Text segment
□ □ □ □ □ □ □
While ILOVEYOU iirc doesn't exploit the "simply select to activate
attachement" hole, it is certainly there, read BUGTRAQ archives. A
mail should not know anything about the addressbook, for obvious
reasons. A mail is just plain text, after all. No one but the user
should be able do actions on addressbook entries. And certainly the OS
should have no clue about the addressbook, other than it is a
(encrypted) file.

> There was a bug several months ago in IE that caused Outlook's Preview Pane
> to render the HTML in the message, including any malicious JavaScript.
> However, if I remember correctly, Eudora was also susceptible to this, as
> was any other application that used IE to render the HTML (since IE was
> really the problem).
 
HTML in mail is insecure, period. People have been telling that for
years. Invisible tracer tags (which not only reveal that the mail has
been read from a certain machine at a certain time, but also reveal
your IP in realtime, if online), crasher tags, embedded, buggy
scripting languages implementations. In a corporate setting, only
trusted (by the admin, that is) users should be able to select HTML
rendering of mail. Mail should be mail: plain ASCII. Type of
attachements invocable by the individual users should be regulated, as
default, the mail gate should strip all mail attachements to any users
but trusted ones.

> I don't know if Outlook pops up a dialog box when you run a .vbs saying that
> this content may be dangerous, as it does for .exe files, post-Melissa.
> And, I don't feel the urge to find out. But, I always suspected that 99% of
> users didn't understand those messages anyway.
 
Indeed. Because of this, users should never be confronted with that
choice. Normal users should just have ASCII, and that's it.

> I think the most interesting aspect of the worm is how it relies on trust
> among groups of users who list each other in their address books, and the
> dominance of an OS and mail application, rather than any specific, easily
> fixable security holes in either the OS or mailer.
 
Dan, this is simply untrue. A mail should not be able to initiate any
kind of actions. To rich mail clients with not enough fine grained
securety model plus insane defaults are to be blamed. There are indeed
specific, fixable securety hole in OS and/or mailer. Or did you ever
hear of any *nix mail worm, i.e. a worm spreading via embedded
scripting, sending copies of itself to addressbook entries?
 
> In fact, other than digital signing of outgoing messages and attachments
> (and I expect I could still design a trojan that would intercept my
> passphrase and change the attachment before signing), there do not seem to
> be obvious fixes to these kind of worms.

I wonder what makes you say that. It's simply untrue.

Attitudes like these simply boggle my mind.
□ □ □ □ □ □ □
Provided data
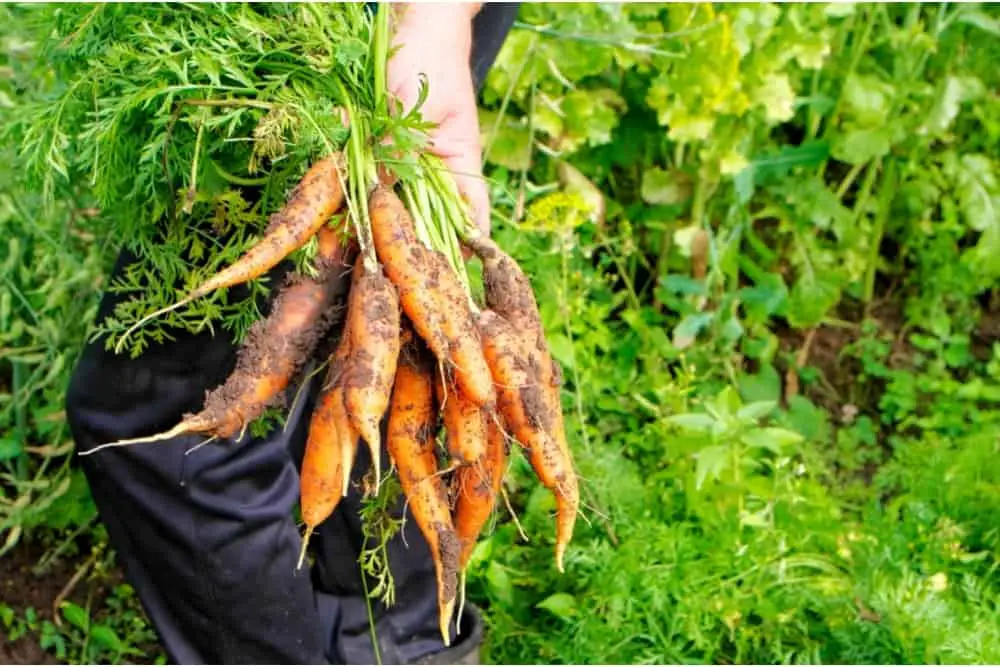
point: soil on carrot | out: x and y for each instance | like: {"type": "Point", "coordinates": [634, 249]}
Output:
{"type": "Point", "coordinates": [261, 349]}
{"type": "Point", "coordinates": [450, 549]}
□ □ □ □ □ □ □
Job
Please write out the passage from the post on mail security above, starting at "Dan, this is" and ending at "It's simply untrue.".

Output for this exercise
Dan, this is simply untrue. A mail should not be able to initiate any
kind of actions. To rich mail clients with not enough fine grained
securety model plus insane defaults are to be blamed. There are indeed
specific, fixable securety hole in OS and/or mailer. Or did you ever
hear of any *nix mail worm, i.e. a worm spreading via embedded
scripting, sending copies of itself to addressbook entries?
 
> In fact, other than digital signing of outgoing messages and attachments
> (and I expect I could still design a trojan that would intercept my
> passphrase and change the attachment before signing), there do not seem to
> be obvious fixes to these kind of worms.

I wonder what makes you say that. It's simply untrue.